### YOUR GOAL
Each entry below should be given again exactly; the pictures stay out.

### MATERIAL PROVIDED
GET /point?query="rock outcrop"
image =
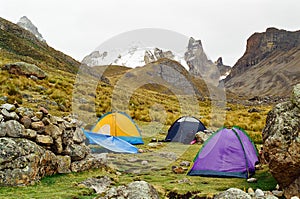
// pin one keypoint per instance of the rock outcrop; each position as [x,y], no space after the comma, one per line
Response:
[25,23]
[134,190]
[269,66]
[199,64]
[263,45]
[224,69]
[156,55]
[37,144]
[28,70]
[282,143]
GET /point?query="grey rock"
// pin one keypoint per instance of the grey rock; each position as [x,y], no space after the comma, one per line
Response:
[141,190]
[100,185]
[1,118]
[4,98]
[23,162]
[24,112]
[294,197]
[44,139]
[185,164]
[12,128]
[53,131]
[25,23]
[30,134]
[233,193]
[8,107]
[38,126]
[259,193]
[26,121]
[79,136]
[91,161]
[277,193]
[57,146]
[295,98]
[39,115]
[144,162]
[9,115]
[281,144]
[22,68]
[167,155]
[77,152]
[64,164]
[35,119]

### ANSWER SPACE
GET /point?query="rock outcrop"
image =
// pin one keypoint per instance of the rock outcrop; each position as [x,y], no space after the comma, one per line
Response:
[25,23]
[134,190]
[269,66]
[199,64]
[263,45]
[224,69]
[156,55]
[37,144]
[28,70]
[282,143]
GET /point?query="grey rock"
// pin one keypoint per instance of the grey rock; each position as [x,y], no space after the comma, one per line
Response:
[141,190]
[100,185]
[1,118]
[4,98]
[23,162]
[24,112]
[294,197]
[44,139]
[185,164]
[12,128]
[53,131]
[25,23]
[30,134]
[233,193]
[8,107]
[38,126]
[259,193]
[26,121]
[79,136]
[91,161]
[277,193]
[57,146]
[295,98]
[39,115]
[144,162]
[9,115]
[281,144]
[22,68]
[167,155]
[77,152]
[64,164]
[35,119]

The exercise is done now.